| Work to be completed |
Copy all of the records below word for word, leaving out the pictures.

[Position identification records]
────────────────
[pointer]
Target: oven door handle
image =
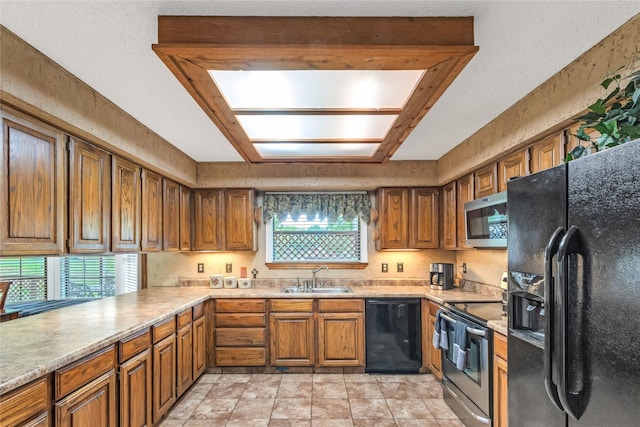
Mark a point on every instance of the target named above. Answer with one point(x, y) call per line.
point(473, 331)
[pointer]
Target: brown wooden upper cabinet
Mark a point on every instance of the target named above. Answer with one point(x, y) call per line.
point(408, 218)
point(32, 188)
point(486, 180)
point(240, 226)
point(170, 215)
point(393, 220)
point(547, 153)
point(465, 193)
point(424, 218)
point(89, 198)
point(512, 166)
point(125, 205)
point(449, 199)
point(186, 214)
point(151, 211)
point(208, 220)
point(224, 220)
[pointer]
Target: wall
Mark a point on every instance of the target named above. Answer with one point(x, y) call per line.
point(317, 177)
point(549, 107)
point(165, 269)
point(34, 84)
────────────────
| Answer to the exercise |
[pointer]
Target: oven door handle
image =
Mark a point on every instance of the target named above. Answer with one point(x, y) call per line.
point(473, 331)
[pointer]
Target: brown wooden upper cabinet
Mark a point on every instance of the target named above. Answer with one point(x, y) call per line.
point(408, 218)
point(32, 188)
point(486, 180)
point(240, 226)
point(170, 215)
point(393, 220)
point(547, 153)
point(465, 193)
point(424, 218)
point(89, 198)
point(512, 166)
point(125, 205)
point(449, 199)
point(186, 214)
point(151, 211)
point(208, 220)
point(224, 220)
[pointer]
Target: wall
Mark a point on every instance of the target named above. Answer with one point(x, y) call per line.
point(317, 177)
point(549, 107)
point(165, 269)
point(34, 84)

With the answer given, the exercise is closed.